**What is required**: Extract all of the data and reproduce it precisely.
start
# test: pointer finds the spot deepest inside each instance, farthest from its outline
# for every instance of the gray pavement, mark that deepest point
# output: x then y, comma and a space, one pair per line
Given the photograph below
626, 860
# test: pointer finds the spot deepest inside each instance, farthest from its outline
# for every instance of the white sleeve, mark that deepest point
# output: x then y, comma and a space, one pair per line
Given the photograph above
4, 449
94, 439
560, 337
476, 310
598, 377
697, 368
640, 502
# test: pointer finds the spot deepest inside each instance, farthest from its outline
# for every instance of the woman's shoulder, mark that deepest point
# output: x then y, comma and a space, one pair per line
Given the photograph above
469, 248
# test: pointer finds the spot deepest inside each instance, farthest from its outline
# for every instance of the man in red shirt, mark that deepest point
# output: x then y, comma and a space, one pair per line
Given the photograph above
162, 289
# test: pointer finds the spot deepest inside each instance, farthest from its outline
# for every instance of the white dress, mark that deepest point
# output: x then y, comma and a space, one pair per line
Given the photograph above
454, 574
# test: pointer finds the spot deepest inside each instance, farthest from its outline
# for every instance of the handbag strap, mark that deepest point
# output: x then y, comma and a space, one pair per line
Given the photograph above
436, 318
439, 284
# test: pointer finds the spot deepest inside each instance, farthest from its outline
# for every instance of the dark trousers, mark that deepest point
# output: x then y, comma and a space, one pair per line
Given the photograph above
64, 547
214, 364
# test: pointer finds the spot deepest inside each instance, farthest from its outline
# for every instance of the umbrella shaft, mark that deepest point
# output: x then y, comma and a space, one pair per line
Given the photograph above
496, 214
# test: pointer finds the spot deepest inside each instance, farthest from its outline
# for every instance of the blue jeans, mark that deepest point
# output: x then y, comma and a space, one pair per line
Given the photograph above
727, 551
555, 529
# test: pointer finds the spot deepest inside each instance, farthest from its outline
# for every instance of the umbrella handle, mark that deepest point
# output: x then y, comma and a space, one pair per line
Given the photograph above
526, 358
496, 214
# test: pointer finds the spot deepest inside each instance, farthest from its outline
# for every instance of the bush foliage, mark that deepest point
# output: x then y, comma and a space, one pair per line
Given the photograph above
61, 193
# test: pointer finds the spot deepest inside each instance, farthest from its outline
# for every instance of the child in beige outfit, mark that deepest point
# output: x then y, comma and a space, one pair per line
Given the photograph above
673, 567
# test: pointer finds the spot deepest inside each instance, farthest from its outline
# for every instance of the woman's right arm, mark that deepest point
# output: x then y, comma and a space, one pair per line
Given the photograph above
end
**Output**:
# test: pointer finds the spot deepest inside each instance, farthest from its outline
# for every instance of the gray pavement, mark that deepest point
# output: x then y, comma and a space, one pair per line
Given the photograph below
626, 860
# test: pointer finds the spot deepest inside each instance, farthest from its outline
# for every instance of the white sleeve, mark that deepest point
# output: x then y, comma and a space, one pair per line
Given the photograph above
4, 449
94, 439
560, 337
476, 310
598, 377
697, 368
640, 502
# test: pointer finds the spot deepest inside each instance, farthest from its outline
# for every instance of the woman's shoulder, mark that deepest point
# output: x then y, comma and a space, one pair per line
Given the photograph above
469, 248
# test: pointer finds the spot deepest inside each instance, farthest from its outline
# for every instance of the man in red shirt, mark that deepest point
# output: x then y, comma and a space, one pair per line
Given the photograph above
162, 289
# test: pointer finds the spot deepest inside each instance, farthest from its outline
# for every instance of the white dress, mark that deepest point
# output: x then y, comma and a space, one pair per line
Given the photograph above
454, 574
# test: pointer finds the spot deepest inside each instance, farthest from its outline
# for every instance of the handbag strap, mark that deepest point
# output: x then y, comma and a space, one pair per line
Given the photograph above
436, 318
439, 284
# test: pointer finds the spot deepest inside each instance, farthest from its outline
# for every instance of the dark trousers, mark that deepest point
# output: x then y, comma and a space, one pair per line
Given the photograph above
64, 547
214, 364
# test: pointer finds the spot deepest inside each instance, farthest from its outline
# for every instance of the umbrella shaft, mark that deepest point
# output: x then y, comma and a space, one pair per line
Given the photograph above
496, 214
# test: pointer finds the spot deepest inside each instance, farthest from its outline
# for every instance of the blue jeans, mark that deepest point
# output: x then y, comma and a space, one pair per line
Given the photograph above
727, 551
555, 529
# test: pointer finds the spot deepest inside each instance, farthest from its outline
# for every instance of the umbrella handle, mark that deepest point
# output: x then y, comma and a space, one pair per line
Given the photograph above
526, 358
496, 214
# test: pointer finds the spot deepest inside each instance, farthest from its outline
# for every instance of the bush foliage, mark that deepest point
# output: x then y, comma and a space, one pair per line
Given the photograph above
61, 193
# test: pointer finds the spot deepest inside each instance, farthest from its outline
# for every instance of the child in beige outfit, mark that deepest point
# output: x then y, comma and a space, one pair per line
Given the photograph above
673, 567
# test: pointer finds the spot deepest inside each instance, farthest from its outline
# for every instance of the woman's right arm, mark that deepest point
# output: x then y, comma and a space, one pair per line
Given the photograph above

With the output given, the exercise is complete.